• _指示 1_: 下の項目から、文字列「boat」を含む行をすべて探し出し、一行ずつそのまま書き写してください。大文字と小文字は区別します。

===

一方、転職は不定期採用です。予定している採用人数に達した時点で募集を締め切るので、早ければ数週間で求人がクローズしてしまうことも。
次の募集がいつ始まるかも分からないため、スピード感を持って行動することがカギになります。
そこで注意したいのが、現職を退職するタイミングを明確にすること。入社時期を伝えられなければ、企業も採用可否を判断できません。
退職希望時期のどのくらい前に申告すればいいかは、企業によって異なります。
会社の就業規則を確認し、退職するまでにどのくらいの期間が必要になりそうか、おおよその目安を把握してください。
それなら先に退職してしまおうと考える人もいますが、転職先が決まらないまま今の仕事を辞めるのは極力避けましょう。

失業中の収入はゼロですが、住民税などの支払い義務は続きます。
失業期間が長くなれば金銭面の負担は増えますし、精神的にもつらくなってしまう。焦って条件が悪い会社に転職してしまうリスクにもつながります。
採用側も、理由のないキャリアブランクに良い印象を持たないことがほとんどです。
ハラスメントや劣悪な労働環境など、辞めざるを得ないケースは別ですが、先に退職するリスクがあることは理解しましょう。
違い3. 転職は企業探しの選択肢が豊富
就活での企業探しは、ある程度方法が限定されています。代表的なのは就職サイトや学内説明会、就活フェアのような合同説明会でしょうか。
一方の転職では、転職サイトや転職フェアだけでなく、転職エージェント、リファラル採用(自社の社員に友人や知人を紹介してもらう採用手法)、スカウトサービスなど、さまざまな手法があります。
さらにサービスは細分化されており、転職サイトを例にとっても、第二新卒専門、女性向け、業界特化型など、バリエーションが豊富です。ぜひ自分の希望に合ったサービスを選んでみてください。

初めての転職であれば、まずは転職エージェントに登録することをおすすめします。
大前提として、初めての転職活動は不安なもの。まずは「他人の力を借りる」ことを考えましょう。
キャリアアドバイザーから自分の経験やスキルの客観的な評価を聞ける他、アンテナを張っていなかった企業や職種についても幅広く情報が得られます。
違い4.「職務経歴書」で仕事の経験をアピール
実際に選考を受ける段階では、どのような違いがあるのでしょうか。
まず書類選考では、就活は履歴書とES(エントリーシート)を企業に提出しますが、転職ではESの代わりに「職務経歴書」が必要です。
職務経歴書とは、これまでの仕事の経験やスキル、実績などを記載するもの。
ここで注意してほしいのは、「職務経歴書には社会人になってからのことを記載する」という点です。

中にはESと同じように「学生時代に頑張ったこと」を書いてしまう人がいるのですが、それでは「会社で何の経験もスキルも得ていない人」と評価されてしまう。
これは非常にもったいないです。新卒入社後半年以内で退職している場合はまだしも、それ以上の就業経験があるのであれば、仕事での経験をアピールしましょう。

===

• _指示 2_: 転職活動を扱った本文について、次の(a)〜(c)の記述がそれぞれ本文と合っているかを「はい」か「いいえ」で答え、判断の決め手となる本文の語句を正確に引用してください。(a) 転職の求人は、早ければ数週間で締め切られることがある。(b) 転職の書類選考では、ESを企業に提出する必要がある。(c) 初めての転職では、まず転職サイトに登録することがすすめられている。

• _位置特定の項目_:
===

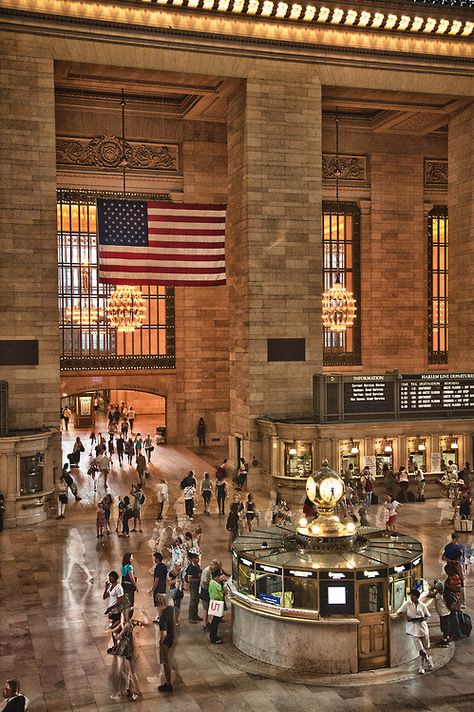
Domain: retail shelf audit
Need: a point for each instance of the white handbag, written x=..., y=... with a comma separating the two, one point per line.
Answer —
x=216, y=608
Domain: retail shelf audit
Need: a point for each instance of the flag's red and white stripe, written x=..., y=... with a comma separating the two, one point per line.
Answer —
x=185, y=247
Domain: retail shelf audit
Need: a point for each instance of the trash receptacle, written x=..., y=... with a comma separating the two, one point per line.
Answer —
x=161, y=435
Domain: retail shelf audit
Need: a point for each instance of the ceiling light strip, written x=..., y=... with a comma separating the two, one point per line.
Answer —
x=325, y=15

===

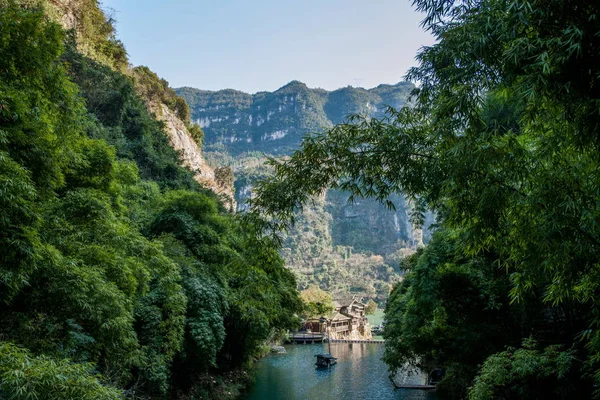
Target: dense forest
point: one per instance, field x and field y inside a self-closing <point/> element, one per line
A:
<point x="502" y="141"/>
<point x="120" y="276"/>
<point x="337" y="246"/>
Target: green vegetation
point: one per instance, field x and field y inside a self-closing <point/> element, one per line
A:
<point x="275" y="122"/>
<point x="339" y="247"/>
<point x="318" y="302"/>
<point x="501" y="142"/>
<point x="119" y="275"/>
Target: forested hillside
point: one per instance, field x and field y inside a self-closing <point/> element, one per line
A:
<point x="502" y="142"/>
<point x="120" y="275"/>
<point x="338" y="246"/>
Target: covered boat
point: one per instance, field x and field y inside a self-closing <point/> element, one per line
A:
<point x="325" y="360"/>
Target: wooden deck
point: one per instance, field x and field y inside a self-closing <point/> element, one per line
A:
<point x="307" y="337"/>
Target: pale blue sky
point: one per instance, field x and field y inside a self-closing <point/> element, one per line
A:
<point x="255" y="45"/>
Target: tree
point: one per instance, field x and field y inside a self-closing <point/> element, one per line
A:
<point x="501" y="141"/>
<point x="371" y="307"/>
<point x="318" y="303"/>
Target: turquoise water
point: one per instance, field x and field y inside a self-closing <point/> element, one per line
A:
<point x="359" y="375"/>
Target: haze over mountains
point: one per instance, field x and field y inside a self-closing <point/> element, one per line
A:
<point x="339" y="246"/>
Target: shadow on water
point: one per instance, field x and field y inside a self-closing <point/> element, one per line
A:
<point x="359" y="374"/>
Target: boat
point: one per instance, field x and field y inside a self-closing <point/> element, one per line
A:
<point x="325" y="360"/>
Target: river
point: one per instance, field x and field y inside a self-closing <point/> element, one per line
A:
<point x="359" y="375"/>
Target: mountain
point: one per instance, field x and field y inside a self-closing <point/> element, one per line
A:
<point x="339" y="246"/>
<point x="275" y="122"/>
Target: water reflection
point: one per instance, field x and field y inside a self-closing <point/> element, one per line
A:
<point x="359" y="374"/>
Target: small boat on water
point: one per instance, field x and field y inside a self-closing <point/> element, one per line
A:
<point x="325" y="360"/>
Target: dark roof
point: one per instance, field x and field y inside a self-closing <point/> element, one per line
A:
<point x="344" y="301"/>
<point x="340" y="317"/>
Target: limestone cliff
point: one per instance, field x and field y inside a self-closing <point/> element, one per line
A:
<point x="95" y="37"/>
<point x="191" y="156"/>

===

• _回答 1_:
Target: covered boat
Target: boat
Target: small boat on water

• _回答 2_:
(a) はい。「早ければ数週間で求人がクローズしてしまうことも」
(b) いいえ。「転職ではESの代わりに「職務経歴書」が必要です」
(c) いいえ。「まずは転職エージェントに登録することをおすすめします」